- Passage shown
******

Statement on Monetary Policy – May 2014 Box A: Growth of Australia's Major Trading Partners

Over the past 30 years, annual growth in the GDP of Australia's major trading partners (MTPs) has averaged a little over 4 per cent (weighted by exports) (Graph A1).[1] This is higher than the average growth in global GDP because a large share of Australia's exports is to fast-growing economies in Asia. While MTP growth has experienced relatively short-lived cycles, the average rate of growth has not really changed over time. This stability has occurred despite declines in the trend rate of growth of some large trading partners, notably Japan from the early 1990s and China more recently.

Prior to the early 1990s, Japan had experienced a long period of relatively rapid GDP growth, averaging over 4½ per cent a year through the 1980s. At that time, Japan was Australia's largest trading partner, accounting for over one-quarter of Australia's exports (Graph A2). The majority of exports to Japan were raw material inputs for its rapidly growing industrial sector and for its rising energy needs. Japan's growth slowed sharply in the early 1990s, following a crash in Japanese asset prices and related banking problems, and Japan's demand for Australian exports moderated. The sharp decline in the share of Australian exports destined for Japan was offset by a pick-up in demand for Australia's exports from other fast-growing Asian economies, including Korea. As a result, Australia's MTP growth remained strong despite the slowdown in Japan.

******

- Dataset rows
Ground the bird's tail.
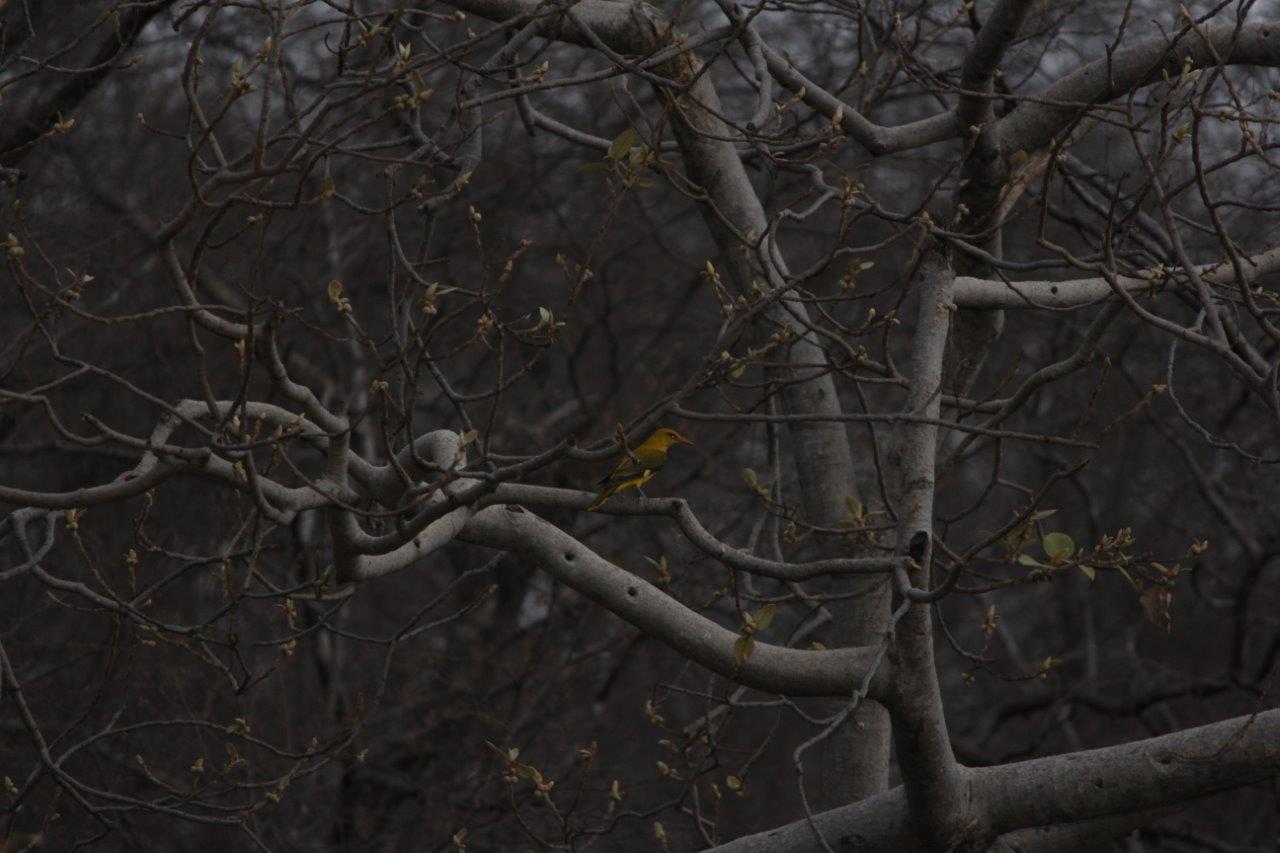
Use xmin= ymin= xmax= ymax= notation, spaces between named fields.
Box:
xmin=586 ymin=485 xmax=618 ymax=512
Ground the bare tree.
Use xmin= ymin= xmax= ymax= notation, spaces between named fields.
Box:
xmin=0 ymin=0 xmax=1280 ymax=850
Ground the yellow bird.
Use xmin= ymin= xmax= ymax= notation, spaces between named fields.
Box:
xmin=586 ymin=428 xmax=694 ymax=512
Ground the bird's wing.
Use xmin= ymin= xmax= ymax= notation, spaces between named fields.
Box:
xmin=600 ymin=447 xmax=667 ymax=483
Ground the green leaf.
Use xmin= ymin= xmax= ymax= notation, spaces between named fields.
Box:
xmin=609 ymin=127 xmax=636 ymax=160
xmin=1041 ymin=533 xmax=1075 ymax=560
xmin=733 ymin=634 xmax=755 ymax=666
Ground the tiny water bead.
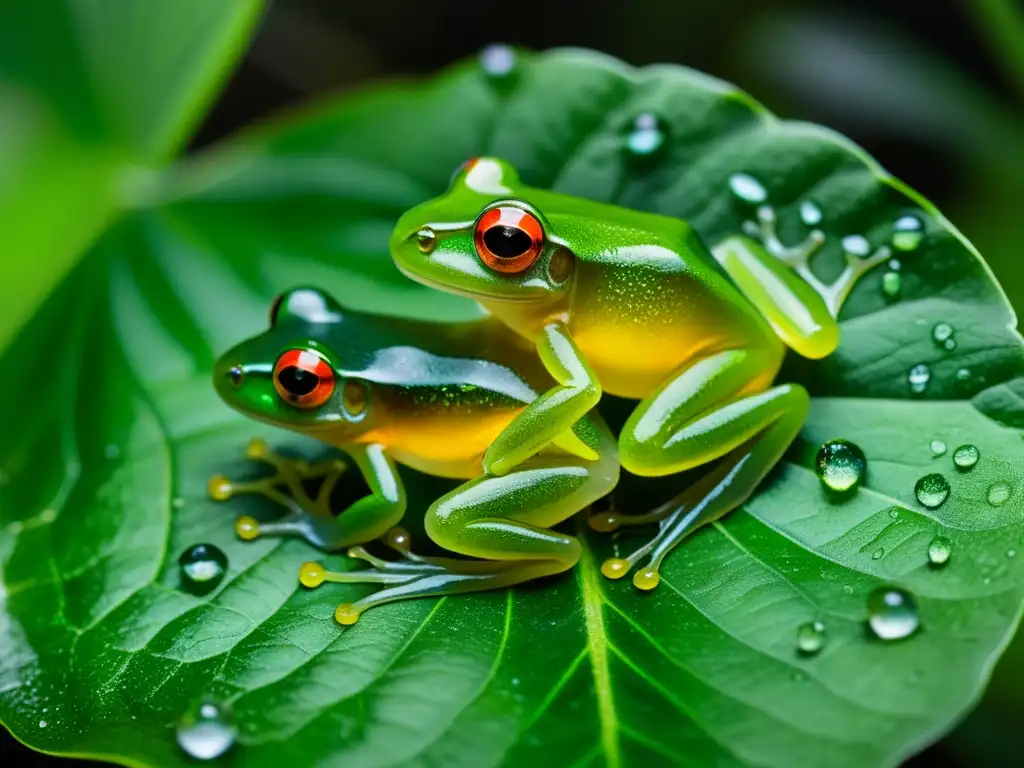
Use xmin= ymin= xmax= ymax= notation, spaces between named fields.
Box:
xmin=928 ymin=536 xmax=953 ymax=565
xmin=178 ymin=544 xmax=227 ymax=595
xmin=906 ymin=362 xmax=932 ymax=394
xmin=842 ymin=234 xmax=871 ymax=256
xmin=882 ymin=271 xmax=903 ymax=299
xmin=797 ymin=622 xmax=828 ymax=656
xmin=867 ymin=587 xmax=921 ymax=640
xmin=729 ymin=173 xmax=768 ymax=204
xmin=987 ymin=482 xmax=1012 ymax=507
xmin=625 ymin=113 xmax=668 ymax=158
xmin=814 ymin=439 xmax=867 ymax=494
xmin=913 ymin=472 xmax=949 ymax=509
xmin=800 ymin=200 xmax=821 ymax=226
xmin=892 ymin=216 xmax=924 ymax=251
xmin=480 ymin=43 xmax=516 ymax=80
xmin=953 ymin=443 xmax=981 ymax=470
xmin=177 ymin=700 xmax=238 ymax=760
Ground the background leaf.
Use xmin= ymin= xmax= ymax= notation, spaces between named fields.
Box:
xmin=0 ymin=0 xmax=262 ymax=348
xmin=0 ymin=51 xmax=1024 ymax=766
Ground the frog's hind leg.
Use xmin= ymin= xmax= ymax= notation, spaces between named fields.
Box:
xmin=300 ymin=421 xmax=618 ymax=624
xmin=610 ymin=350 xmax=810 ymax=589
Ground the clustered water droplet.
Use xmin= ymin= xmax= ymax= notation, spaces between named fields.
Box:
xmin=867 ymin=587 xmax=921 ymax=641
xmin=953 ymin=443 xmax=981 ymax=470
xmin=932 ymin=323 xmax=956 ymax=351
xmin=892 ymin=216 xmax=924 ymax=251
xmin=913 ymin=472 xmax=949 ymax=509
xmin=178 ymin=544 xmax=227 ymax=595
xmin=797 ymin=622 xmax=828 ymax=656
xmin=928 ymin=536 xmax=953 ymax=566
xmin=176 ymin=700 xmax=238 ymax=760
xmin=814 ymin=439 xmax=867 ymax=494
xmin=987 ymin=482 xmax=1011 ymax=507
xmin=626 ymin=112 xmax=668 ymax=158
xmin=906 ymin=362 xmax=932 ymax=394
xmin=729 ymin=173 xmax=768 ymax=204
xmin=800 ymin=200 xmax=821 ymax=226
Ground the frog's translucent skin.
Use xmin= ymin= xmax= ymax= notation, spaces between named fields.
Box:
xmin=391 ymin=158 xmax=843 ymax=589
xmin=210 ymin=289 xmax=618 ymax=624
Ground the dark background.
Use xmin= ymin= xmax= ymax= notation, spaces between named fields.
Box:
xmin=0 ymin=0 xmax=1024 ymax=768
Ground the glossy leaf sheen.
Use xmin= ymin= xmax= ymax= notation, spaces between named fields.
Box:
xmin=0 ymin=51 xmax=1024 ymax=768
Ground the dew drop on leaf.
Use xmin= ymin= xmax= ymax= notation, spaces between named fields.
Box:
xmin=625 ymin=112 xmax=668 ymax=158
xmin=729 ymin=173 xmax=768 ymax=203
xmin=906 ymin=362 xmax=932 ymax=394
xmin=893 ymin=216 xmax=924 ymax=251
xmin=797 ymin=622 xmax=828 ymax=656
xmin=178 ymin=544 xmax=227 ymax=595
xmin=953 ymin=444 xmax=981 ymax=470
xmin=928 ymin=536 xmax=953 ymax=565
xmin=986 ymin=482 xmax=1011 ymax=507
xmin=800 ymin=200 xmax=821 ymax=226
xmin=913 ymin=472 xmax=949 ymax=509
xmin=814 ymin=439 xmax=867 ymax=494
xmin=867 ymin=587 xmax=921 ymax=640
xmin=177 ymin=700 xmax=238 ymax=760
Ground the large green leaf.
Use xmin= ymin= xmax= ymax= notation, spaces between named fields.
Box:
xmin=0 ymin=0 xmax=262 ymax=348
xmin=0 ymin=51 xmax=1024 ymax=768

******

- What this exercise asks
(1) According to the passage on growth of Australia's major trading partners, what share of Australia's exports did Japan account for when it was Australia's largest trading partner?
(2) Write the next part of the passage on growth of Australia's major trading partners, starting after its last sentence.

- Task responses
(1) Over one-quarter of Australia's exports.

(2)
Since China became a member of the World Trade Organization in 2001, it has become deeply integrated in global trade. China's continuing rapid growth since then, in particular its sharp increase in demand for resources to build its capital stock as well as inputs for use in its expanding industrial sector, has seen the share of Australian exports destined for China increase dramatically. In the late 2000s, China overtook Japan as Australia's most significant destination for exports. China now accounts for over one-quarter of Australia's exports, up from around 6 per cent in 2001.

Even though China's GDP growth has slowed from rates of 10–12 per cent a few years ago to around 7½ per cent – still a very strong rate – over more recent years, Australia's MTP growth has remained around 4 per cent. This stability in MTP growth reflects two things. First, the Chinese economy continues to record faster growth than Australia's other major trading partners and, second, it accounts for an increasing share of Australia's exports.

The vastly increased size of the Chinese economy means that even with a slower rate of growth, it is making the same if not larger contributions to growth in global economic activity, and even more so to Australia's MTP GDP, than when it was smaller but growing more rapidly. For example, China grew by 12¾ per cent in 2006, which corresponded to a CNY1,054 billion increase (in constant 1998 prices) in its GDP, while growth of 7¾ per cent in 2013 corresponded to an even larger increase of CNY1,265 billion. Similarly, the increasing importance of China as a destination for Australia's exports means that China's growth of 7¾ per cent in 2013 made around the same percentage point contribution to Australia's MTP growth as growth of 10½ per cent in 2010, and a larger contribution than growth of 14 per cent in 2007 (Graph A3).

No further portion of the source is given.